WRITTEN TASK: From the start of the material through the line containing "An instance may", substitute "insect leg" for "butterfly leg" and reproduce those lines otherwise unchanged, omitting the pictures.

Dataset rows:
#####

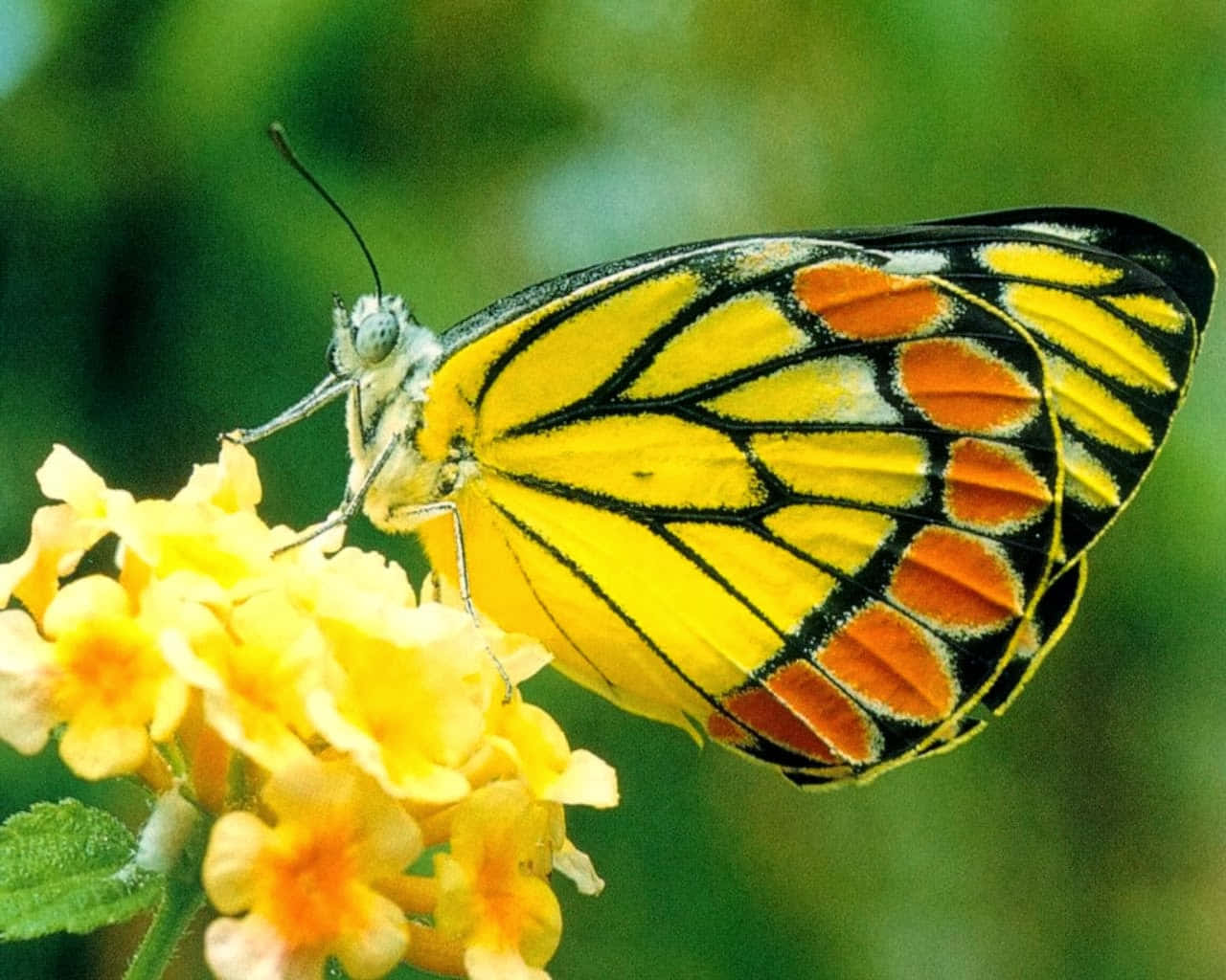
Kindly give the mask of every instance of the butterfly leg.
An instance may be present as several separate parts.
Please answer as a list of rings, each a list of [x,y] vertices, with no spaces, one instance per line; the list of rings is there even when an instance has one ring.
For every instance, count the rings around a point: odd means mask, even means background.
[[[468,562],[465,557],[463,526],[460,523],[460,511],[455,502],[450,500],[439,500],[432,503],[416,503],[407,510],[409,513],[427,519],[444,513],[451,518],[451,530],[455,534],[456,543],[456,586],[460,589],[460,601],[463,603],[465,611],[472,620],[473,626],[479,628],[481,624],[477,619],[477,608],[472,604],[472,592],[468,588]],[[506,673],[506,668],[503,666],[503,662],[499,660],[498,655],[490,649],[489,643],[484,638],[484,633],[482,633],[482,642],[485,644],[485,653],[489,654],[489,659],[494,662],[494,669],[498,670],[498,676],[503,679],[503,703],[505,704],[511,699],[511,692],[514,690],[511,677]]]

#####

TASK RESPONSE:
Kindly give the mask of every instance of the insect leg.
An instance may be present as several separate parts.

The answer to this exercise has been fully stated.